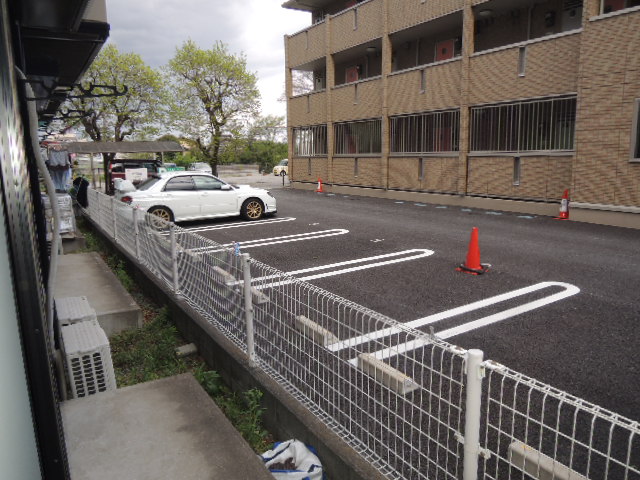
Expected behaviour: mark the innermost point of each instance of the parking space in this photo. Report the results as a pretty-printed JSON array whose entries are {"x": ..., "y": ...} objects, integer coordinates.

==

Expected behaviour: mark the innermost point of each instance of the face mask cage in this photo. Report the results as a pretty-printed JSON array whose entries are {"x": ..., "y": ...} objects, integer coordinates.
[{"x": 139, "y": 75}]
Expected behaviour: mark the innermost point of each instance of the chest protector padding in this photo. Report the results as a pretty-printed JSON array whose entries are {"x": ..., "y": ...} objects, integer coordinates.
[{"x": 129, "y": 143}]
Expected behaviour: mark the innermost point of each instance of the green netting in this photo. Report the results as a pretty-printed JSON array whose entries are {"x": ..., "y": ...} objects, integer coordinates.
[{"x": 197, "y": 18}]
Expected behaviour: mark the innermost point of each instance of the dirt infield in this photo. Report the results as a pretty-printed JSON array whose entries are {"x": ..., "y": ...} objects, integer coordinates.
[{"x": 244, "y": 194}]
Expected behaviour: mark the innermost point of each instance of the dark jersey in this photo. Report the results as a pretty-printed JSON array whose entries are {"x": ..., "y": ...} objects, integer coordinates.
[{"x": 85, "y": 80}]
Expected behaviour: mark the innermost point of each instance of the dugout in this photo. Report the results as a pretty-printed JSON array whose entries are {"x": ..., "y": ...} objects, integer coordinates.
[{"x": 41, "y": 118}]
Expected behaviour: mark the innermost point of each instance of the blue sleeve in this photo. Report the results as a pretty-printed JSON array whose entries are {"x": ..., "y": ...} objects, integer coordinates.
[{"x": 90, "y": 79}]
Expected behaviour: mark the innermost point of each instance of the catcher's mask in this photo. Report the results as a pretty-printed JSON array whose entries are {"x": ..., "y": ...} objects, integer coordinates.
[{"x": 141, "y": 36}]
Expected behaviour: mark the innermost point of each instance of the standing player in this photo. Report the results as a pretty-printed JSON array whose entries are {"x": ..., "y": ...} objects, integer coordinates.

• _WHAT TO WORK ON_:
Quote the records word for word, starting with the line that contains "of the dirt" and going on through the line that contains "of the standing".

• _RESPONSE TO THE TASK_:
Expected behaviour: mark the innermost point of each instance of the dirt infield in this photo. Report the results as a pretty-printed JSON array whose entries are {"x": ..., "y": ...} objects, integer coordinates.
[{"x": 244, "y": 194}]
Expected behaviour: mark the innermost point of each instance of the dark jersey in this photo. Report the results as a pretty-printed JSON array whose entries are {"x": ..., "y": ...} objects, integer coordinates.
[{"x": 85, "y": 80}]
Expected behaviour: mark the innermost point of each instance of the dugout in this photo. Report the results as a pretty-printed JSON array whose entries are {"x": ..., "y": ...} objects, integer coordinates.
[{"x": 41, "y": 118}]
Expected behaviour: mark the innermost point of each instance of the blue sleeve in this photo. Report the results as a pretty-printed JSON array whose entries are {"x": ..., "y": ...} objects, integer coordinates.
[{"x": 90, "y": 79}]
Expected behaviour: mark the innermost point of each instance of the catcher's mask in this photo. Report the results as a pretty-printed JSON array whose entries are {"x": ..., "y": ...} objects, integer coordinates.
[{"x": 141, "y": 36}]
Expected behaviour: mark the innermost point of each instance of the standing player in this photo. Report the results as a pretty-printed JSON array whose entries are {"x": ..., "y": ...} objects, integer coordinates.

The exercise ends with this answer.